• _TASK REQUIREMENTS_:
Rewrite only the lines of the listing from the one containing "Query: red and white striped shirt" down to the one containing "(1076, 565)", swapping "striped" for "plaid" and keeping everything else unchanged.

• _INFORMATION GIVEN_:
____________________

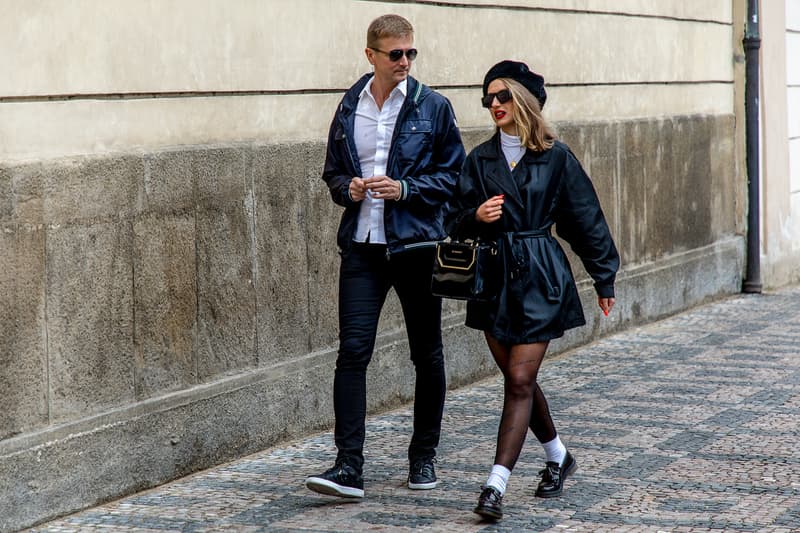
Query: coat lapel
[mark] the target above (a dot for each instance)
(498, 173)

____________________

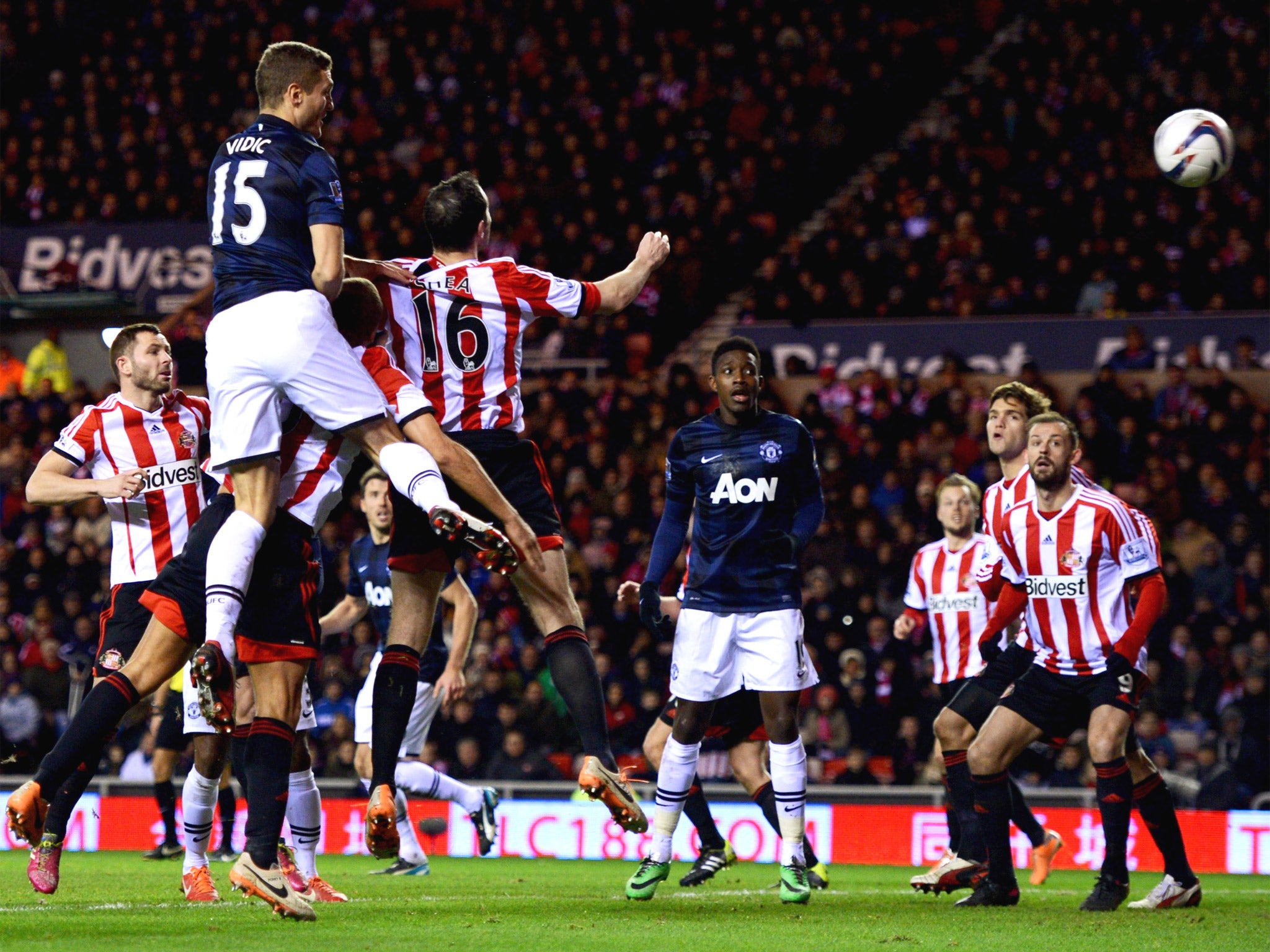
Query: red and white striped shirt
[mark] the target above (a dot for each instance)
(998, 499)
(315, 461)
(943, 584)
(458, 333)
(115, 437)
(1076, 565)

____________________

• _PROBLEM SOLUTION_:
Query: red and white plaid shirt
[mark] the target above (a dot for each instance)
(998, 499)
(315, 461)
(943, 584)
(458, 333)
(115, 437)
(1076, 565)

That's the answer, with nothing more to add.